## Set exercise
Put every one of the records below into a Markdown table, omitting blank lines, with a "Row" column that numbers each line and a "Line" column that holds the line itself.

## Supplied information
============================================================

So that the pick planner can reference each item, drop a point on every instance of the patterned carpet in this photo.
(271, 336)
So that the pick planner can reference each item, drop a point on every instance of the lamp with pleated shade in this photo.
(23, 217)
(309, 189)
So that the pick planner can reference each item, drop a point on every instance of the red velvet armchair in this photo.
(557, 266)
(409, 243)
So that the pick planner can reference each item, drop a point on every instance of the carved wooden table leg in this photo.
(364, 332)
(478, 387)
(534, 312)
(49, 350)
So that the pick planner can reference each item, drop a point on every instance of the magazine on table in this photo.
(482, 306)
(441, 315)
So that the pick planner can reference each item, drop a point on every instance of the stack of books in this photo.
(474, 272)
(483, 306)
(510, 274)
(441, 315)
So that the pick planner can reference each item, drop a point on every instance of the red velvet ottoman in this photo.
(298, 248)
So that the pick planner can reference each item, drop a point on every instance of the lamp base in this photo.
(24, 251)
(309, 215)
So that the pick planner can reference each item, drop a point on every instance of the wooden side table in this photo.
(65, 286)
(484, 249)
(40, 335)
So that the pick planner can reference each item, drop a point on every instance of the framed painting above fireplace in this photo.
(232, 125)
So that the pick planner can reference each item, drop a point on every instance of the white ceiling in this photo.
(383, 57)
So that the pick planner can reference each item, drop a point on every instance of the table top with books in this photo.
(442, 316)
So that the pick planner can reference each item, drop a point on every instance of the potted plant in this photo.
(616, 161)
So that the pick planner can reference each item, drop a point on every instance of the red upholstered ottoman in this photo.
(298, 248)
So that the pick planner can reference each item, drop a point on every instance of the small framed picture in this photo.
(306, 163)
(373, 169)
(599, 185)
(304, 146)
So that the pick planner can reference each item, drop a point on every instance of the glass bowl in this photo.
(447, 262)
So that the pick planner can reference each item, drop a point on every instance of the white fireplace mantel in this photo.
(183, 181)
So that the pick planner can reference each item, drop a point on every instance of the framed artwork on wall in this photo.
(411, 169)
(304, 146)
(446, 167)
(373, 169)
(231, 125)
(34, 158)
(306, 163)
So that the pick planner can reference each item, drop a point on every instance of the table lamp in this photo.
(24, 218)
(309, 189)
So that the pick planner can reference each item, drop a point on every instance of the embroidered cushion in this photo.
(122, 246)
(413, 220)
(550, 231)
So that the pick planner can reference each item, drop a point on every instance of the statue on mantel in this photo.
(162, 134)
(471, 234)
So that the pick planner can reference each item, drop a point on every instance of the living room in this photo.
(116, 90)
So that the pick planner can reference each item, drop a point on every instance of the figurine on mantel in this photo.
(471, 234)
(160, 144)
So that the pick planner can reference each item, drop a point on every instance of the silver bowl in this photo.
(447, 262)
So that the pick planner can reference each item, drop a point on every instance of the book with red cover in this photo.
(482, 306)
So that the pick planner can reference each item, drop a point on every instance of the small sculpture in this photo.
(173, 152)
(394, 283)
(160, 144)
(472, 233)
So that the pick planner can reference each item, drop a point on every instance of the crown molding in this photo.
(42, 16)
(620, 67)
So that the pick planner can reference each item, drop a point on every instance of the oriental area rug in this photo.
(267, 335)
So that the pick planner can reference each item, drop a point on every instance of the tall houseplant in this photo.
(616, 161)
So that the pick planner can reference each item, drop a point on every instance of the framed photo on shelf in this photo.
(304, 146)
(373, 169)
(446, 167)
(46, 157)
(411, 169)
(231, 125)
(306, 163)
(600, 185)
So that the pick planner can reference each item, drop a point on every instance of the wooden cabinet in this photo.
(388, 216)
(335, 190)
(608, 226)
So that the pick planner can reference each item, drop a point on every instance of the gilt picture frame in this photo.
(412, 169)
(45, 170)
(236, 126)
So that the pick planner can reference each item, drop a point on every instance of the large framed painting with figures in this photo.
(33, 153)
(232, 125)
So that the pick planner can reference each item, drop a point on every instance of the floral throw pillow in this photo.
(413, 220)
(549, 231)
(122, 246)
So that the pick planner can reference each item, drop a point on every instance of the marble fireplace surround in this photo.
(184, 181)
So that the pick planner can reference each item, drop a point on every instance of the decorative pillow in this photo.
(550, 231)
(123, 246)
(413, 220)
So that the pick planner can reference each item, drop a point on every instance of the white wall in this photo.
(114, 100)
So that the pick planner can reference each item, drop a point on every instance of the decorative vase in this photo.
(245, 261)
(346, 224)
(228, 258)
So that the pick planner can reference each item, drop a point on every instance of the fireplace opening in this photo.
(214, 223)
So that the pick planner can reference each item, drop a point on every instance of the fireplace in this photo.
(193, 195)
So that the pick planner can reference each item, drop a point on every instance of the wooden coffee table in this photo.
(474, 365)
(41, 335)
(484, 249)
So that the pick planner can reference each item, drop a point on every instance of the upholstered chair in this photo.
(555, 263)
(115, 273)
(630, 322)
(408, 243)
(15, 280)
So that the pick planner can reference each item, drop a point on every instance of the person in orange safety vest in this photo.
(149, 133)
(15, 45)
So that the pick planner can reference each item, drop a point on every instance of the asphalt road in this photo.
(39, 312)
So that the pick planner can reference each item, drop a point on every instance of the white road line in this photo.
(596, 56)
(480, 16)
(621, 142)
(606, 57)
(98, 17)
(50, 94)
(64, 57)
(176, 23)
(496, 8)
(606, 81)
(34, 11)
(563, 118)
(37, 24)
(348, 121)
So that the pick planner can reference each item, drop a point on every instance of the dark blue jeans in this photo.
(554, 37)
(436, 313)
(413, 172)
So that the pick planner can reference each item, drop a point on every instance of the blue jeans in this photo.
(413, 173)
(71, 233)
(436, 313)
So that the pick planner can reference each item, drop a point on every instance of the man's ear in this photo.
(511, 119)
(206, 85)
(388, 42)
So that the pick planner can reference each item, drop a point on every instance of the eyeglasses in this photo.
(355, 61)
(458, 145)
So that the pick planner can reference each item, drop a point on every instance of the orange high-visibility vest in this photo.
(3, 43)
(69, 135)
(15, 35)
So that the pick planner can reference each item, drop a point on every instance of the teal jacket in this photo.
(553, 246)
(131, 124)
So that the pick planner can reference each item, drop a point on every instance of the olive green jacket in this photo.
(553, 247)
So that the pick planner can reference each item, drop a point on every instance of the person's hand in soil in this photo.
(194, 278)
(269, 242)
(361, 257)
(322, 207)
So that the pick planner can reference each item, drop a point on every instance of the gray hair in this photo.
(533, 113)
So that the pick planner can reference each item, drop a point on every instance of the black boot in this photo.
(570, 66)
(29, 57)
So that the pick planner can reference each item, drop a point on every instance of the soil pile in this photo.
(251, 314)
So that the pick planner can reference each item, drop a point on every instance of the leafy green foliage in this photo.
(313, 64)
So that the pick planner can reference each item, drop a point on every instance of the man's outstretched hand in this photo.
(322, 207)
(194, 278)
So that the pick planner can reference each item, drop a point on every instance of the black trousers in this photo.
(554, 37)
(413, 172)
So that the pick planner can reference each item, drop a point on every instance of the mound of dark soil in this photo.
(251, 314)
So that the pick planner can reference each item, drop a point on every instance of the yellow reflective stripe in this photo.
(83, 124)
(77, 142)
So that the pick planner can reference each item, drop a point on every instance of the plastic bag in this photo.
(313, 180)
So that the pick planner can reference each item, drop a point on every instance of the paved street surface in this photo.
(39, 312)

============================================================

## Task output
| Row | Line |
|---|---|
| 1 | So that the pick planner can reference each item, drop a point on every instance of the patterned carpet in this photo. |
| 2 | (271, 336) |
| 3 | So that the pick planner can reference each item, drop a point on every instance of the lamp with pleated shade in this photo. |
| 4 | (23, 217) |
| 5 | (309, 189) |
| 6 | So that the pick planner can reference each item, drop a point on every instance of the red velvet armchair in this photo. |
| 7 | (557, 266) |
| 8 | (409, 243) |
| 9 | So that the pick planner can reference each item, drop a point on every instance of the carved wooden table leg in this photo. |
| 10 | (364, 332) |
| 11 | (478, 387) |
| 12 | (534, 312) |
| 13 | (49, 350) |
| 14 | So that the pick planner can reference each item, drop a point on every instance of the magazine on table in this photo. |
| 15 | (482, 306) |
| 16 | (441, 315) |
| 17 | So that the pick planner can reference each item, drop a point on every instance of the stack of books in this photo. |
| 18 | (474, 272) |
| 19 | (483, 306) |
| 20 | (510, 274) |
| 21 | (441, 315) |
| 22 | So that the pick planner can reference each item, drop a point on every instance of the red velvet ottoman in this photo. |
| 23 | (298, 248) |
| 24 | So that the pick planner can reference each item, drop a point on every instance of the lamp base in this photo. |
| 25 | (24, 251) |
| 26 | (309, 215) |
| 27 | So that the pick planner can reference each item, drop a point on every instance of the wooden side table in this photo. |
| 28 | (65, 286) |
| 29 | (484, 249) |
| 30 | (40, 335) |
| 31 | So that the pick planner can reference each item, drop a point on every instance of the framed painting above fireplace in this photo. |
| 32 | (232, 125) |
| 33 | So that the pick planner can reference each item, drop a point on every instance of the white ceiling in this photo. |
| 34 | (383, 57) |
| 35 | So that the pick planner can reference each item, drop a point on every instance of the table top with books in this photo. |
| 36 | (442, 316) |
| 37 | So that the pick planner can reference each item, drop a point on every instance of the potted plant in this photo. |
| 38 | (616, 161) |
| 39 | So that the pick planner can reference each item, drop a point on every instance of the red upholstered ottoman in this photo. |
| 40 | (298, 248) |
| 41 | So that the pick planner can reference each item, drop a point on every instance of the small framed picture in this photo. |
| 42 | (306, 163) |
| 43 | (373, 169) |
| 44 | (599, 185) |
| 45 | (304, 146) |
| 46 | So that the pick planner can reference each item, drop a point on every instance of the glass bowl in this photo. |
| 47 | (447, 262) |
| 48 | So that the pick planner can reference each item, drop a point on every instance of the white fireplace mantel in this photo. |
| 49 | (183, 181) |
| 50 | So that the pick planner can reference each item, drop a point on every instance of the framed artwork on wall in this photo. |
| 51 | (411, 169) |
| 52 | (304, 146) |
| 53 | (446, 167) |
| 54 | (373, 169) |
| 55 | (231, 125) |
| 56 | (34, 158) |
| 57 | (306, 163) |
| 58 | So that the pick planner can reference each item, drop a point on every instance of the table lamp in this photo. |
| 59 | (24, 218) |
| 60 | (309, 189) |
| 61 | So that the pick planner can reference each item, drop a point on every instance of the embroidered cushion in this photo. |
| 62 | (122, 246) |
| 63 | (413, 220) |
| 64 | (550, 231) |
| 65 | So that the pick planner can reference each item, drop a point on every instance of the statue on mantel in this photo. |
| 66 | (162, 134) |
| 67 | (471, 234) |
| 68 | So that the pick planner can reference each item, drop a point on every instance of the living room in this photo. |
| 69 | (116, 90) |
| 70 | So that the pick planner can reference each item, drop a point on every instance of the figurine on mantel in this photo. |
| 71 | (471, 234) |
| 72 | (160, 144) |
| 73 | So that the pick planner can reference each item, drop a point on every instance of the silver bowl in this photo. |
| 74 | (447, 262) |
| 75 | So that the pick planner can reference each item, drop a point on every instance of the book with red cover in this photo. |
| 76 | (482, 306) |
| 77 | So that the pick planner can reference each item, drop a point on every instance of the small sculpture in this photo. |
| 78 | (173, 152) |
| 79 | (394, 283) |
| 80 | (160, 144) |
| 81 | (472, 233) |
| 82 | So that the pick planner can reference each item, drop a point on every instance of the crown molding in this photo. |
| 83 | (42, 16) |
| 84 | (620, 67) |
| 85 | So that the pick planner can reference each item, drop a point on every instance of the oriental area rug in this photo. |
| 86 | (267, 335) |
| 87 | So that the pick planner can reference each item, drop a point on every instance of the tall houseplant in this photo. |
| 88 | (616, 161) |
| 89 | So that the pick planner can reference each item, drop a point on every instance of the framed photo on shelf in this photo. |
| 90 | (304, 146) |
| 91 | (373, 169) |
| 92 | (446, 167) |
| 93 | (46, 157) |
| 94 | (411, 169) |
| 95 | (231, 125) |
| 96 | (306, 163) |
| 97 | (600, 185) |
| 98 | So that the pick planner can reference each item, drop a point on every instance of the wooden cabinet in this photo. |
| 99 | (388, 216) |
| 100 | (335, 190) |
| 101 | (608, 226) |
| 102 | So that the pick planner can reference each item, drop a point on every instance of the gilt picture frame in this photo. |
| 103 | (412, 169) |
| 104 | (45, 170) |
| 105 | (236, 126) |
| 106 | So that the pick planner can reference each item, drop a point on every instance of the large framed painting with figures in this photo. |
| 107 | (33, 153) |
| 108 | (232, 125) |
| 109 | So that the pick planner can reference each item, drop a point on every instance of the floral throw pillow in this photo. |
| 110 | (413, 220) |
| 111 | (549, 231) |
| 112 | (122, 246) |
| 113 | So that the pick planner can reference each item, drop a point on every instance of the marble fireplace surround in this photo. |
| 114 | (184, 181) |
| 115 | So that the pick planner can reference each item, drop a point on every instance of the decorative pillow in this photo. |
| 116 | (550, 231) |
| 117 | (123, 246) |
| 118 | (413, 220) |
| 119 | So that the pick planner can reference each item, drop a point on every instance of the white wall in this photo. |
| 120 | (114, 100) |
| 121 | So that the pick planner can reference each item, drop a point on every instance of the decorative vase in this photo. |
| 122 | (245, 261) |
| 123 | (346, 224) |
| 124 | (228, 258) |
| 125 | So that the pick planner can reference each item, drop a point on every instance of the fireplace opening in this photo. |
| 126 | (214, 223) |
| 127 | So that the pick planner can reference each item, drop a point on every instance of the fireplace in this photo. |
| 128 | (193, 195) |
| 129 | So that the pick planner can reference each item, drop a point on every instance of the wooden coffee table in this photo. |
| 130 | (474, 365) |
| 131 | (41, 335) |
| 132 | (484, 249) |
| 133 | So that the pick planner can reference each item, drop a point on every instance of the upholstered chair in this photo. |
| 134 | (555, 263) |
| 135 | (115, 273) |
| 136 | (630, 322) |
| 137 | (408, 243) |
| 138 | (15, 280) |
| 139 | So that the pick planner can reference each item, drop a point on every instance of the person in orange safety vest in this photo. |
| 140 | (149, 133) |
| 141 | (15, 45) |
| 142 | So that the pick planner can reference each item, drop a point on every instance of the asphalt road in this photo. |
| 143 | (39, 312) |
| 144 | So that the pick planner can reference each item, drop a point on every instance of the white road line in this photo. |
| 145 | (596, 56) |
| 146 | (480, 16) |
| 147 | (621, 142) |
| 148 | (606, 57) |
| 149 | (98, 17) |
| 150 | (50, 94) |
| 151 | (64, 57) |
| 152 | (176, 23) |
| 153 | (496, 8) |
| 154 | (606, 81) |
| 155 | (34, 11) |
| 156 | (563, 118) |
| 157 | (37, 24) |
| 158 | (348, 121) |
| 159 | So that the pick planner can reference each item, drop a point on every instance of the dark blue jeans in this photo. |
| 160 | (554, 37) |
| 161 | (436, 313) |
| 162 | (413, 172) |
| 163 | So that the pick planner can reference each item, drop a point on every instance of the blue jeans in this photo. |
| 164 | (413, 173) |
| 165 | (71, 233) |
| 166 | (436, 313) |
| 167 | So that the pick planner can reference each item, drop a point on every instance of the man's ear in this photo. |
| 168 | (511, 119) |
| 169 | (206, 85) |
| 170 | (388, 42) |
| 171 | So that the pick planner can reference each item, drop a point on every instance of the eyeglasses in this photo. |
| 172 | (355, 61) |
| 173 | (458, 145) |
| 174 | So that the pick planner can reference each item, drop a point on every instance of the orange high-visibility vest in this photo. |
| 175 | (3, 43) |
| 176 | (69, 135) |
| 177 | (15, 35) |
| 178 | So that the pick planner can reference each item, drop a point on every instance of the teal jacket in this photo. |
| 179 | (553, 246) |
| 180 | (131, 124) |
| 181 | So that the pick planner can reference each item, drop a point on every instance of the olive green jacket in this photo. |
| 182 | (553, 247) |
| 183 | So that the pick planner can reference each item, drop a point on every instance of the person's hand in soil in this photo. |
| 184 | (194, 278) |
| 185 | (269, 242) |
| 186 | (361, 257) |
| 187 | (322, 207) |
| 188 | So that the pick planner can reference each item, drop a point on every instance of the gray hair in this photo. |
| 189 | (533, 113) |
| 190 | So that the pick planner can reference each item, drop a point on every instance of the black boot in this photo. |
| 191 | (570, 66) |
| 192 | (29, 57) |
| 193 | So that the pick planner can reference each item, drop a point on every instance of the soil pile in this photo. |
| 194 | (251, 314) |
| 195 | So that the pick planner can reference each item, drop a point on every instance of the leafy green foliage in this photo. |
| 196 | (313, 64) |
| 197 | So that the pick planner can reference each item, drop a point on every instance of the man's outstretched hand in this photo. |
| 198 | (322, 207) |
| 199 | (194, 278) |
| 200 | So that the pick planner can reference each item, drop a point on every instance of the black trousers in this photo. |
| 201 | (554, 37) |
| 202 | (413, 172) |
| 203 | So that the pick planner can reference each item, drop a point on every instance of the mound of dark soil in this photo. |
| 204 | (251, 314) |
| 205 | So that the pick planner can reference each item, drop a point on every instance of the yellow reflective stripe in this photo. |
| 206 | (83, 124) |
| 207 | (77, 142) |
| 208 | So that the pick planner can reference each item, drop a point on every instance of the plastic bag in this photo. |
| 209 | (313, 180) |
| 210 | So that the pick planner can reference each item, drop a point on every instance of the paved street surface in this photo. |
| 211 | (39, 312) |